Task requirements: Here are some entries. Repeat all of them exactly.
━━━ Provided data
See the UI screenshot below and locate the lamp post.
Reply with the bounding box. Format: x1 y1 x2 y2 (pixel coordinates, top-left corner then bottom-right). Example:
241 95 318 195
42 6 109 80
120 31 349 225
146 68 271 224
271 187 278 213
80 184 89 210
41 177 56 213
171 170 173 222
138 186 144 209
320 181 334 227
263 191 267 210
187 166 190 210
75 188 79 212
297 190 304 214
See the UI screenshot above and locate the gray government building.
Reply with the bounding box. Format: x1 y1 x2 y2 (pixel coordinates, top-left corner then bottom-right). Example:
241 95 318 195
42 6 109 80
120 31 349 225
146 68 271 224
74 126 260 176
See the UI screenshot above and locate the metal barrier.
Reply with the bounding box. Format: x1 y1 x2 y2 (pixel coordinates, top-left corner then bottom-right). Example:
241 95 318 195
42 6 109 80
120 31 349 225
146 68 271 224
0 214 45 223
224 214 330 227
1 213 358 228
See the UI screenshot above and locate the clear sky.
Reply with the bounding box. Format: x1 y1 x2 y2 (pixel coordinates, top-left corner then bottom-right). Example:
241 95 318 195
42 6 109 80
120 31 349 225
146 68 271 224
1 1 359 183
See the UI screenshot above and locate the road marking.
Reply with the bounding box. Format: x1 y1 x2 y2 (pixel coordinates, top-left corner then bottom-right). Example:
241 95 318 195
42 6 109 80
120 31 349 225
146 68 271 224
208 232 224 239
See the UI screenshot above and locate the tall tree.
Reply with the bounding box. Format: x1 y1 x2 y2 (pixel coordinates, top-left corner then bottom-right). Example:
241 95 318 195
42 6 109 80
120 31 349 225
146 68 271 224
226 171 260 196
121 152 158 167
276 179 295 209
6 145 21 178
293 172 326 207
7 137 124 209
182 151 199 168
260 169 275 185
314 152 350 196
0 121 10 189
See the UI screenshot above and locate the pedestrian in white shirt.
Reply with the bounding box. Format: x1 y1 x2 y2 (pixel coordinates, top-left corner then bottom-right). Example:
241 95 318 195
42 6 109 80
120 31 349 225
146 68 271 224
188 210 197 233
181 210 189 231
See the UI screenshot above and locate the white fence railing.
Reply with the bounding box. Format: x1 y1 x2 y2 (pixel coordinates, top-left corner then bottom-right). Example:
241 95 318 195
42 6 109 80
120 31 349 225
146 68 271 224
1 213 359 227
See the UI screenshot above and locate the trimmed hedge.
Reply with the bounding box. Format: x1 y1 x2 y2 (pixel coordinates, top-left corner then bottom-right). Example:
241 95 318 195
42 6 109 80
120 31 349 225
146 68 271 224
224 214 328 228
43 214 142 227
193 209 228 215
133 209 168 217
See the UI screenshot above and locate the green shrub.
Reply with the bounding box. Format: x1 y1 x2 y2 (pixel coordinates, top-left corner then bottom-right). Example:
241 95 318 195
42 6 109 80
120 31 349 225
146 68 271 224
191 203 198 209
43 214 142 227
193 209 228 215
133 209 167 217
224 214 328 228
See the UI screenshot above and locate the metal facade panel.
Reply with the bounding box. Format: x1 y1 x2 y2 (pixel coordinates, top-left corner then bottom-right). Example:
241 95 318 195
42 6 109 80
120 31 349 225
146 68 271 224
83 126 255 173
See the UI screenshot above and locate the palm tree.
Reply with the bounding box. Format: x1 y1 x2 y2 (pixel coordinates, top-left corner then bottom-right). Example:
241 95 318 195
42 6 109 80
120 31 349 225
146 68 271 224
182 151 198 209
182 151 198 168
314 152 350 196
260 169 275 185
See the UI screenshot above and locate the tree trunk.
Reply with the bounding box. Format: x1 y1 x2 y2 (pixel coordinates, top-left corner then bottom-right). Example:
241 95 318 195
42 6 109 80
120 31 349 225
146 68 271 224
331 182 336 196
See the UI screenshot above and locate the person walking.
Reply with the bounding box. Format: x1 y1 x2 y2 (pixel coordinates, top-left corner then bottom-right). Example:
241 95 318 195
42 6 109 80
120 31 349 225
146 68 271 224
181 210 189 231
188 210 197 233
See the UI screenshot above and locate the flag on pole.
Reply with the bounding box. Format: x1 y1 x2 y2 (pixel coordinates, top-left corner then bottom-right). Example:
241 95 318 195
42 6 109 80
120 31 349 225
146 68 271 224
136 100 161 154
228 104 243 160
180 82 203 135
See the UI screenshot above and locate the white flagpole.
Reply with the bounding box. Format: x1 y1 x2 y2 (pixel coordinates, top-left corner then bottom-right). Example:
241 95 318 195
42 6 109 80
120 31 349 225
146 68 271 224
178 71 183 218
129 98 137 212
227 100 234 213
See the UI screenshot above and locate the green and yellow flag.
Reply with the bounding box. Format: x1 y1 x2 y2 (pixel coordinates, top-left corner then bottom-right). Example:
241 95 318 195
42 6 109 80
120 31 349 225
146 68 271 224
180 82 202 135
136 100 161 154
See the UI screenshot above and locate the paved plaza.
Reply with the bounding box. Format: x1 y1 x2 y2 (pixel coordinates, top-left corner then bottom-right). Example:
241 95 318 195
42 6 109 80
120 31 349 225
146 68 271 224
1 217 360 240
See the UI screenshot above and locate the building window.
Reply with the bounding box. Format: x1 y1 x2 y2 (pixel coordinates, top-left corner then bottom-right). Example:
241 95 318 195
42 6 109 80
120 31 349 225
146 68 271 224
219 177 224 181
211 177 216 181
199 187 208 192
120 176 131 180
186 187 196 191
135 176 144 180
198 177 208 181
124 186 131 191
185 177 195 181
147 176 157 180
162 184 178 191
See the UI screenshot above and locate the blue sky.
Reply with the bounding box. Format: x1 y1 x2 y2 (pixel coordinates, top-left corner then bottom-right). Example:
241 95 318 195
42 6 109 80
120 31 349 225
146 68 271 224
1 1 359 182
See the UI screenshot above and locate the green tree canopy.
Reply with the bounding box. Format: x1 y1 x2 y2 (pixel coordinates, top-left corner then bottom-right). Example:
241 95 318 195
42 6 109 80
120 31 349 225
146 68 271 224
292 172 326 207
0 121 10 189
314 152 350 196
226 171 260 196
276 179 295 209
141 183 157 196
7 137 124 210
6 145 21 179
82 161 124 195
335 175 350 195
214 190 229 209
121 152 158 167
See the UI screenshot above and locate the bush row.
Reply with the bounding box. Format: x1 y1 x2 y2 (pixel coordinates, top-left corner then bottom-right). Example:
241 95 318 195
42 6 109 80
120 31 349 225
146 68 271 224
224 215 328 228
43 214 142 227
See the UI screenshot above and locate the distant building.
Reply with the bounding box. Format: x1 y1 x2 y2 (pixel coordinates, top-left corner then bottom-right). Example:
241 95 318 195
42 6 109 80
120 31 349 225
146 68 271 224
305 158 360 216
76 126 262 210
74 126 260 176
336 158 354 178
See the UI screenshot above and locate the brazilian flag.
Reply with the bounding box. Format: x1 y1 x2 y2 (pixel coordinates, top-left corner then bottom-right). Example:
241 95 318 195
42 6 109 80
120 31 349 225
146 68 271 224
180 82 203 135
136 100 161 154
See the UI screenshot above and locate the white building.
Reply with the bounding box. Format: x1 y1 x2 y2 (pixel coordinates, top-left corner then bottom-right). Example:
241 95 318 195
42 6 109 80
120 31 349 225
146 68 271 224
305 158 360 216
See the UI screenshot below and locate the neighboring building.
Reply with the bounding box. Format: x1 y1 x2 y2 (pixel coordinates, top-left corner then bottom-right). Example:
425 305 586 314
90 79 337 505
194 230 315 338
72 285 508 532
━━━━━━
Your solution:
See the UI screenshot below and locate the lamp post.
Reply with the bounding box. Format: x1 y1 x2 y2 (pixel coordinates, top-left corner then bottom-right). Example:
241 95 318 195
42 6 109 80
120 31 349 225
146 68 271 224
271 187 278 213
80 184 89 210
41 177 56 213
171 170 173 222
138 186 144 209
320 181 334 227
263 191 267 210
187 166 190 210
75 188 79 212
297 190 304 214
See the UI screenshot above and locate the gray government building.
Reply with the bounding box. Format: x1 y1 x2 y2 (pixel coordinates, top-left corner then bottom-right). Example:
241 95 318 195
42 6 109 80
120 31 349 225
146 68 271 224
74 126 260 176
See the UI screenshot above and locate the metal barrier.
Reply with the bounding box. Format: x1 y1 x2 y2 (pixel coordinates, top-left corner then bottom-right). Example:
241 95 318 195
42 6 109 80
120 31 349 225
146 68 271 224
0 214 45 223
224 214 330 227
1 213 358 228
See the UI screenshot above and locate the clear sky.
Reply with the bounding box. Format: x1 y1 x2 y2 (pixel coordinates, top-left corner then bottom-right). Example:
241 95 318 195
42 6 109 80
120 31 349 225
146 68 271 224
1 1 359 183
See the UI screenshot above and locate the road marking.
Reply with the bounding box. Format: x1 y1 x2 y2 (pixel coordinates, top-left corner then bottom-right). Example:
241 95 318 195
42 6 109 80
120 31 349 225
146 68 271 224
208 232 224 239
See the UI screenshot above and locate the tall tree.
Reply with the bounding box. Format: x1 y1 x2 y2 (pixel coordinates, top-left corner then bottom-right). Example:
241 95 318 195
42 6 109 80
120 31 349 225
146 68 271 224
226 171 260 196
121 152 158 167
276 179 295 209
6 145 21 178
293 172 326 207
7 137 124 209
182 151 199 168
260 169 275 185
314 152 350 196
0 121 10 189
See the UI screenshot above and locate the pedestrian in white shirt.
Reply with the bounding box. Format: x1 y1 x2 y2 (pixel coordinates, top-left corner then bottom-right). Example:
241 95 318 195
42 6 109 80
120 31 349 225
146 68 271 224
188 210 197 233
181 210 189 231
See the UI screenshot above and locate the white fence railing.
Reply with the bounding box. Format: x1 y1 x2 y2 (pixel coordinates, top-left corner then bottom-right). Example:
241 95 318 195
42 6 109 80
120 31 349 225
146 68 271 224
1 213 359 227
See the UI screenshot above and locate the trimmed hedge.
Reply with the bounding box. Format: x1 y1 x2 y2 (pixel coordinates, top-left corner then bottom-right). Example:
241 95 318 195
42 6 109 80
120 31 349 225
146 68 271 224
224 214 328 228
43 214 142 227
193 209 228 215
133 209 168 217
See the UI screenshot above and locate the green shrub.
Reply with the bounding box. Format: x1 y1 x2 y2 (pixel coordinates, top-left corner then bottom-right). Example:
241 95 318 195
42 6 109 80
120 31 349 225
146 68 271 224
191 203 198 209
43 214 142 227
193 209 228 215
133 209 167 217
224 214 328 228
See the UI screenshot above and locate the metal facade panel.
Reply with the bounding box. Format: x1 y1 x2 y2 (pixel coordinates, top-left corner then bottom-right). Example:
241 95 318 195
42 6 109 80
120 31 349 225
146 68 271 224
83 126 255 173
See the UI screenshot above and locate the palm tree.
Reply with the bounding box. Format: x1 y1 x2 y2 (pixel coordinates, top-left corner then bottom-right). Example:
241 95 318 195
42 6 109 80
120 31 349 225
146 68 271 224
182 151 198 209
182 151 198 168
314 152 350 196
260 169 275 185
See the UI screenshot above and locate the tree trunk.
Reply with the bounding box. Format: x1 y1 x2 y2 (pixel coordinates, top-left corner then bottom-right). Example:
241 95 318 195
42 6 109 80
120 31 349 225
146 68 271 224
331 182 336 196
See the UI screenshot above and locate the person walking.
Reply with the bounding box. Format: x1 y1 x2 y2 (pixel coordinates, top-left corner then bottom-right). Example:
241 95 318 195
42 6 109 80
120 31 349 225
146 68 271 224
181 210 189 231
188 210 197 233
See the UI screenshot above and locate the flag on pole.
Reply with the bounding box. Format: x1 y1 x2 y2 (pixel coordinates, top-left corner then bottom-right). Example:
241 95 318 195
42 6 109 80
120 31 349 225
146 68 271 224
136 100 161 154
228 104 243 160
180 82 203 135
See the UI screenshot above and locate the white flagpole.
Reply with the bounding box. Format: x1 y1 x2 y2 (pixel coordinates, top-left corner then bottom-right). Example:
241 95 318 195
42 6 109 80
120 31 349 225
146 68 271 224
178 71 183 218
129 98 137 212
227 100 234 213
See the UI screenshot above and locate the green and yellow flag.
Reply with the bounding box. Format: x1 y1 x2 y2 (pixel coordinates, top-left corner then bottom-right). Example:
241 95 318 195
42 6 109 80
120 31 349 225
146 68 271 224
180 82 202 135
136 100 161 154
See the UI screenshot above and locate the paved plaza.
Reply with the bounding box. Format: x1 y1 x2 y2 (pixel coordinates, top-left corner then bottom-right). Example:
241 95 318 195
42 6 109 80
120 31 349 225
146 68 271 224
1 217 360 240
See the UI screenshot above and locate the building window.
Reply with the bounding box. Format: x1 y1 x2 y2 (pixel coordinates, top-left corner then bottom-right). Example:
241 95 318 195
42 6 109 80
120 31 349 225
146 68 271 224
219 177 224 181
211 177 216 181
199 187 208 192
120 176 131 180
186 187 196 191
135 176 144 180
198 177 208 181
124 186 131 191
185 177 195 181
147 176 157 180
162 184 178 191
See the UI screenshot above and locate the blue sky.
Reply with the bounding box. Format: x1 y1 x2 y2 (pixel coordinates, top-left corner then bottom-right). Example:
241 95 318 195
42 6 109 80
120 31 349 225
146 68 271 224
1 1 359 182
See the UI screenshot above and locate the green tree canopy.
Reply with the bounding box. Format: x1 y1 x2 y2 (pixel coordinates, top-left corner then bottom-right). Example:
241 95 318 195
42 6 109 80
120 31 349 225
146 68 271 224
292 172 326 207
0 121 10 189
314 152 350 196
226 171 260 196
276 179 295 209
141 183 157 196
7 137 124 210
6 145 21 179
82 161 124 195
335 175 350 195
214 190 229 209
121 152 158 167
See the UI screenshot above and locate the bush row.
Reply with the bounding box. Format: x1 y1 x2 y2 (pixel coordinates, top-left corner then bottom-right). Example:
241 95 318 195
42 6 109 80
120 31 349 225
146 68 271 224
224 215 328 228
43 214 142 227
See the UI screenshot above and locate the distant building.
Reply with the bounding box. Format: x1 y1 x2 y2 (pixel coordinates, top-left corner then bottom-right). Example:
241 95 318 195
42 6 109 80
120 31 349 225
146 68 271 224
305 158 360 216
76 126 262 210
74 126 260 176
336 158 354 178
See the UI screenshot above and locate the brazilian flag.
Reply with the bounding box. Format: x1 y1 x2 y2 (pixel coordinates, top-left corner then bottom-right). Example:
241 95 318 195
42 6 109 80
120 31 349 225
146 68 271 224
180 82 203 135
136 100 161 154
See the UI screenshot above and locate the white building.
Reply with the bounding box. Format: x1 y1 x2 y2 (pixel coordinates, top-left corner then bottom-right). Example:
241 95 318 195
42 6 109 80
120 31 349 225
146 68 271 224
305 158 360 216
See the UI screenshot below and locate the neighboring building.
Reply with the bounding box. Format: x1 y1 x2 y2 (pixel coordinates, top-left corner then bottom-right). Example:
425 305 586 314
90 79 337 505
194 230 315 338
72 285 508 532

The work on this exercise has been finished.